Elmore D (born Daniel Droixhe, 1946, near Liège, Belgium) is a Belgian blues musician. His is a professor at the University of Liège, where he lectures on the history and culture of Wallonia.

The name Elmore is a reference to Elmore James, whose slide guitar sound he used to imitate at the beginning of his career. In 1988, he was nominated for the Paris-Bagneux Blues Contest and played in "avant-première" of the Chicago Blues Festival. In 1997, he created the Elmore D Band with two ex-members of the Electric Kings, Big Dave (harp) and Willie Maze (drums), and the "sterguitarist" Lazy Horse (also with Flip Kawlier's band). They performed at various festivals:
- 12e Spring Blues Festival (Écaussinnes, 1999)
- 4th Blues in Bloom Festival (Houthalen, 2000)
- Belgium Rhythm and Blues Festival (Peer, Belgium, 2000)
- Nuit du Blues (Marcq-en-Barœul, 2001)
- Skoebustel Blues (Izegem, 2001)
- Drijf-In Blues Festival (Giethoorn, 2001)
- Sang a Klang (Luxembourg, 2002)
- Bluesfestivalen Mönsterås (Sweden, 2002)

Elmore D re-interprets pre-World War II blues music, in particular slide guitar players such as Casey Bill Weldon, Kokomo Arnold and Blind Willie McTell. He was influenced by jug and washboard musicians including the Memphis Jug Band, the Cannon Jug Stompers, Washboard Sam, Memphis Minnie, Big Bill Broonzy and Lead Belly. Other influences by more contemporary artists include the Electric Rag Band, the Country Blues Project (Germany), Preacher Boy, Gordon Smith, Paul Geremiah, Paul Rishell and Annie Raines.

He received the "Blues Trophée – Best European Artist 2001". Between 2005 and 2010, he wrote several blues songs in the Walloon language.

* **MATERIAL PROVIDED**

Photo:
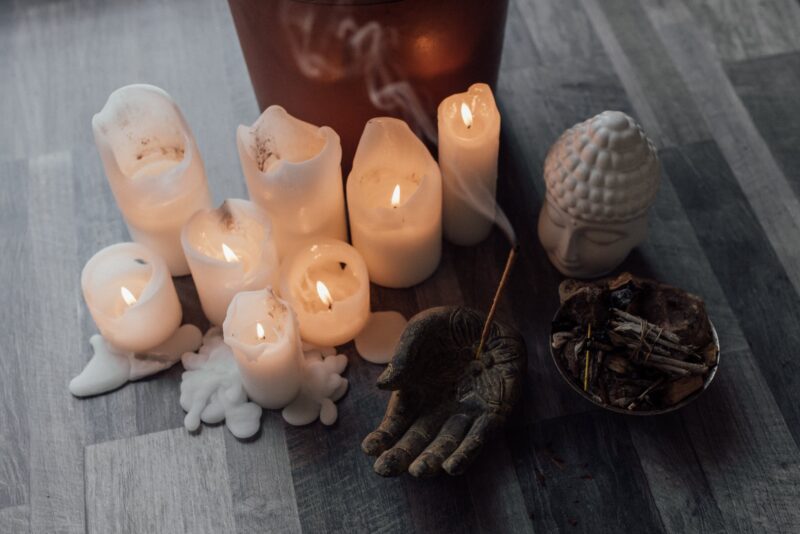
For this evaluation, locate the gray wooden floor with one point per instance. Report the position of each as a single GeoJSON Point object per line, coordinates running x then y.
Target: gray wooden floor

* **TASK LIST**
(a) Do these statements agree with the Elmore D text? (i) He formed his band in 1997. (ii) His band played a festival in Sweden in 2001. (iii) He wrote blues songs in the Walloon language. For each, answer yes or no and quote the deciding words.
(b) Print the stretch of the Elmore D text from "- 4th Blues" through "Klang (Luxembourg, 2002)".
Work from the Elmore D text alone.

* **SOLUTIONS FOR EACH TASK**
(a)
(i) Yes: "In 1997, he created the Elmore D Band"
(ii) No: "Bluesfestivalen Mönsterås (Sweden, 2002)"
(iii) Yes: "Between 2005 and 2010, he wrote several blues songs in the Walloon language."

(b)
- 4th Blues in Bloom Festival (Houthalen, 2000)
- Belgium Rhythm and Blues Festival (Peer, Belgium, 2000)
- Nuit du Blues (Marcq-en-Barœul, 2001)
- Skoebustel Blues (Izegem, 2001)
- Drijf-In Blues Festival (Giethoorn, 2001)
- Sang a Klang (Luxembourg, 2002)